Как ни удивительно на первый взгляд, Панченко и Гумилев даже написали книгу – «Чтобы свеча не погасла». Это вообще единственная книга Гумилева, написанная в официальном соавторстве. Правда, книга на самом деле была не написана, а, очевидно, составлена из фрагментов их научных статей и монографий. Диалога двух ученых не получилось, не вышло и спора: Панченко уходил от столкновения со своим другом, а Гумилев не настаивал.
Гораздо лучше получилась беседа Гумилева, Иванова и Панченко, опубликованная в шестой книжке журнала «Литературная учеба» за 1990 год.
В 1992 году Александр Михайлович напишет предисловие к последней книге Гумилева, а в 1994-м подготовит публикацию его переписки с Ахматовой. Тогда Эмма Герштейн обвинит Панченко в необъективности: «К сожалению, в комментарии и вступительной статье академика теплое чувство дружбы взяло верх над требовательностью ученого». Эмма Григорьевна не знала, что Панченко был, пожалуй, самым объективным человеком в окружении Гумилева.
За формирование нового окружения Льва Николаевича отвечала, разумеется, Наталья Викторовна. Гумилев был совершенно доволен «кадровой политикой» своей жены, как доволен был и образом жизни, который окончательно установился именно в квартире на Большой Московской. Савва Ямщиков заметил, что Наталья Викторовна «была поистине вторым "я" своего мужа, понимала малейшее его движение, не то что слово».

**Список задач**
A – В каком журнале, в каком номере и в каком году вышла беседа Гумилева, Иванова и Панченко, по данным текста о Гумилеве и Панченко?
B – Продолжите текст о Гумилеве и его окружении, начав сразу после его последнего предложения.

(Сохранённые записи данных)

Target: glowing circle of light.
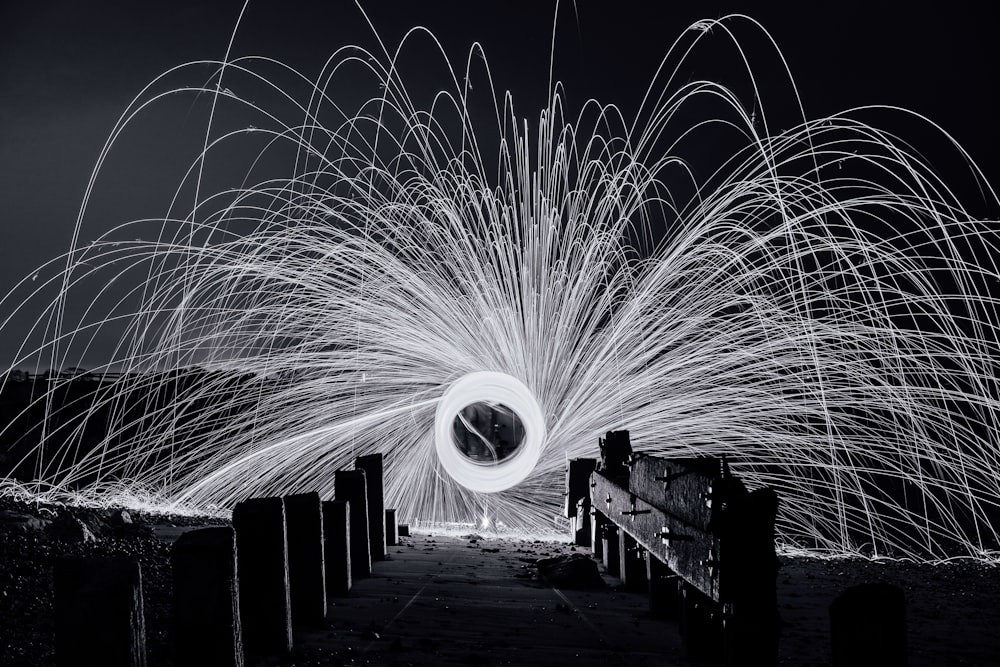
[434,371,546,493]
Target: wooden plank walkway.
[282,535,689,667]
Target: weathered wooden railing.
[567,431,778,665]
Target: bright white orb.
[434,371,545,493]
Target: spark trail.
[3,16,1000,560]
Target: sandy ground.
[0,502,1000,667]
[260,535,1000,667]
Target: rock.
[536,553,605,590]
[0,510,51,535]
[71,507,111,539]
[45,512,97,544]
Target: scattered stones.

**Ответы**
A – В шестой книжке журнала «Литературная учеба» за 1990 год.

B –
Атмосфера на Большой Московской напоминала, пожалуй, атмосферу квартиры Ардовых на Ордынке или последней ленинградской квартиры Ахматовой. Лев Николаевич в старости походил на свою мать не только внешне.
Анна Андреевна была приветлива, дружелюбна и гостеприимна с теми, кто ее почитал, ценил, превозносил. Людей, не почитавших ее талант, Ахматова не принимала и не поощряла, она их опасалась. В день ее похорон Наталья Варбанец записала в дневнике: «Она всё боялась, что я напишу про нее мемуары, и порой позировала мне для них. Вообще она меня словно опасалась. <…> М<ожет> б<ыть>, во мне было недостаточно рабского восхищения…» Ахматова, старательно создававшая собственный миф, не терпела даже доброжелательных, но неуклюжих людей, которые касались того, чего касаться не следовало.
Искусствовед и литературовед Эрих Голлербах в одной статье осмелился указать, что девичья фамилия Ахматовой – Горенко. «И как он смел! Кто ему позволил! <…> Дурак какой», — негодовала Ахматова.
В окружении Гумилева тоже оставались только люди, признающие гениальность Льва Николаевича. Из воспоминаний Саввы Ямщикова: «Приезжая в 80-е годы в Ленинград, сначала один, а потом с подраставшей дочкой, я первым делом спешил к Льву Николаевичу – духовно окормиться. Огромной радостью был и каждый его приход на выставки, которые я проводил в петербургском Манеже».
Людмила Стеклянникова назвала своего сына в честь Льва Гумилева. Дмитрий Балашов простодушно пересказывал знакомый нам анекдот, как «в пограничном конфликте с Китаем на Амуре, когда китайская сторона запросила часть нашей территории, кто-то умный выложил на стол переговоров книги Л.Н.Гумилева, доказав историческую необоснованность китайских претензий. И те, неволею, сняли свои требования».
Гумилев даже сердился на Балашова, упрекал его: «Вы, однако, мне, как я ни прошу, критических замечаний не делаете!
— Я учусь у вас, Лев Николаевич! Я читаю ваши работы как учебник и критическим оком взглянуть на них попросту не могу, не тот у меня уровень», — отвечал писатель.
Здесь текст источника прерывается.